== PASSAGE SHOWN

How to solve issue with strncmp returning incorrect logical values for text comparison...

I need to scan through a textfile line by line and pull out numerical variables corresponding to given line beginnings (e.g. save subjectnumber = 2 for the line 'Subject number: 2').
I am currently attempting to do this by loading the file with fopen, then using fget1 to work through the file 1 line at a time, and comparing the relevant amount of characters at the beginning of each line with saved strings which act as 'keys', using the strncmp function: If the first 'n' characters of the line match the key, the script would then save the numerical value as a variable in the workspace, to later incorporate into the final data structure.

====
== GIVEN INFORMATION

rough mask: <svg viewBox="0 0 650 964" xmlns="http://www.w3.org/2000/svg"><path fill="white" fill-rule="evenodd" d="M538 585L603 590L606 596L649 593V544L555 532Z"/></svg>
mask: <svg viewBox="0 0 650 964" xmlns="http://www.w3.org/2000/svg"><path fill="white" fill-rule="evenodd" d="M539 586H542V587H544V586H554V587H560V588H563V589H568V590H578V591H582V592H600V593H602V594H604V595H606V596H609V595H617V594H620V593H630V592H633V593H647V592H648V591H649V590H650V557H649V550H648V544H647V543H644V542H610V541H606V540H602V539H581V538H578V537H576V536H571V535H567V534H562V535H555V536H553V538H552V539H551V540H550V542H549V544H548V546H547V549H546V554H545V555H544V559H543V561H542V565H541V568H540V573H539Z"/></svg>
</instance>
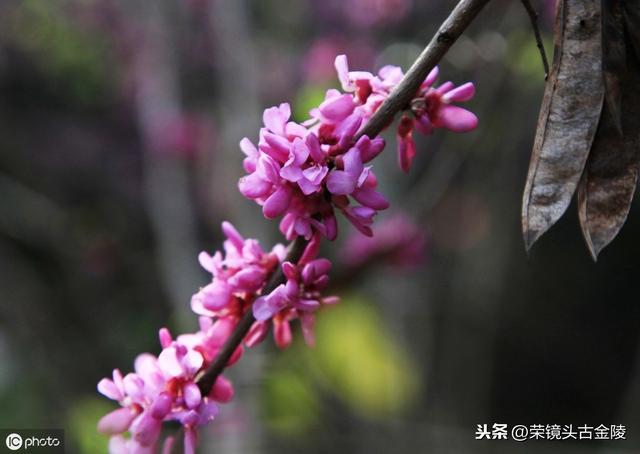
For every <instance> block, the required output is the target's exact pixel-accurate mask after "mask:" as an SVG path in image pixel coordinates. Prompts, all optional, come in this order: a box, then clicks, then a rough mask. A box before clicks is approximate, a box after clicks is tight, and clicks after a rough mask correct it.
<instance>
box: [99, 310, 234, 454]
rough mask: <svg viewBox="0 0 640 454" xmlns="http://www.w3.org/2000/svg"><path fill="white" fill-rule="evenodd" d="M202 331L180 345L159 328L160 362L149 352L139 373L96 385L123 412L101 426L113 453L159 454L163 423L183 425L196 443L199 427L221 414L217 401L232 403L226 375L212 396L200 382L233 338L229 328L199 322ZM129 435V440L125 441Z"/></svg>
mask: <svg viewBox="0 0 640 454" xmlns="http://www.w3.org/2000/svg"><path fill="white" fill-rule="evenodd" d="M200 328H201V330H200V331H198V332H196V333H192V334H183V335H181V336H178V338H177V339H176V340H173V339H172V336H171V333H170V332H169V331H168V330H167V329H166V328H163V329H161V330H160V333H159V336H160V343H161V345H162V347H163V349H162V352H161V353H160V355H158V357H157V358H156V357H155V356H153V355H151V354H148V353H144V354H142V355H139V356H138V358H137V359H136V361H135V367H134V369H135V372H133V373H130V374H127V375H126V376H125V377H122V374H121V373H120V371H118V370H114V372H113V378H112V379H108V378H105V379H102V380H101V381H100V383H98V390H99V391H100V392H101V393H102V394H104V395H105V396H107V397H109V398H111V399H113V400H116V401H118V403H119V404H120V405H121V407H122V408H119V409H117V410H114V411H112V412H111V413H109V414H107V415H106V416H104V417H103V418H102V419H101V420H100V421H99V422H98V430H99V431H100V432H103V433H106V434H109V435H111V436H112V439H111V442H110V450H111V452H122V453H129V452H131V453H136V452H155V451H156V447H157V445H158V442H159V437H160V433H161V428H162V423H163V422H165V421H177V422H179V423H180V424H181V425H182V426H183V428H184V431H185V438H189V439H190V440H191V441H195V438H196V437H197V427H198V426H201V425H204V424H206V423H208V422H209V421H211V420H212V419H213V418H214V417H215V416H216V414H217V412H218V408H217V405H216V404H215V402H214V401H219V402H228V401H229V400H230V399H231V397H232V396H233V387H232V386H231V384H230V383H229V382H228V381H227V380H226V379H225V378H224V377H222V376H220V377H218V380H217V381H216V383H215V385H214V387H213V388H212V390H211V392H210V393H209V395H208V396H203V395H201V393H200V388H199V387H198V385H197V383H196V377H197V376H198V374H199V372H200V371H201V370H203V369H204V368H205V367H206V366H207V364H208V363H209V361H210V360H211V359H212V358H213V357H214V356H215V354H217V351H218V350H219V348H220V347H221V346H222V344H223V343H224V340H226V336H228V335H229V334H230V332H231V330H230V327H229V326H228V324H227V323H226V321H225V320H224V319H222V320H217V321H215V322H211V320H210V319H206V320H204V319H201V324H200ZM127 431H128V432H130V434H131V438H130V439H126V438H125V437H123V436H122V434H123V433H124V432H127ZM167 443H168V445H170V444H172V443H173V442H172V441H171V440H169V441H168V442H167ZM168 445H167V446H168ZM165 448H166V446H165ZM185 449H191V448H190V447H188V446H185ZM186 452H193V450H192V451H186Z"/></svg>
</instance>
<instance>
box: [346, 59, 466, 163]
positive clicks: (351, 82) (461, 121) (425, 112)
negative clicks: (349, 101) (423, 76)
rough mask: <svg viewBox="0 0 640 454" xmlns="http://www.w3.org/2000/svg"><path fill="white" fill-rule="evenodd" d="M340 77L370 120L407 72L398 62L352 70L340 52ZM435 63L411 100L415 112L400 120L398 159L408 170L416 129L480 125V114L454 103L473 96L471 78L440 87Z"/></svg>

====

* **ASSIGNED TASK 1**: Name each function mentioned in the strncmp question, spelled as it appears there.
* **ASSIGNED TASK 2**: Carry on the strncmp question from its final sentence.
This material isn't needed.

* **YOUR RESPONSE 1**: fopen, fget1, strncmp

* **YOUR RESPONSE 2**:
However the strncmp function does not seem to be working correctly, and I cannot figure out why. Regardless of whether I compare Char array to Char array, or convert to Strings before comparison, the function returns a logical '0' even when the key matches the line. I can copy and paste the retrieved line from the document to the command window, use this to test the strncmp function against the key variable saved in the workspace, and get a logical '1' true result. However in the script itself, the function always returns logical '0'.
Has anybody encountered a similar issue before?
fileID = fopen('textfile.txt');
subkey = " S u b j e c t :";
while ischar(tline)
tline = string(fgetl(fileID)) % get next line & convert to string
submatch = strncmp(tline, subkey, length(subkey)) %check match for subject key PROBLEM LINE
if submatch == 1
% code to save numerical variable
end
end
The printed output for fgetl for the line containing the desired information, and the subsequent strncmp check is:
tline =
" S u b j e c t : 1 " % i.e. identical to the specified key 'subkey' over the first 16 character
submatch =
logical
0

2 Comments

@nicholas oscar davy: please upload a sample file by clicking the paperclip button.
Without your data file to work with then we cannot test your code, or investigate what is happening.
Thanks Stephen,
I've attached a truncated version of the file I need to process.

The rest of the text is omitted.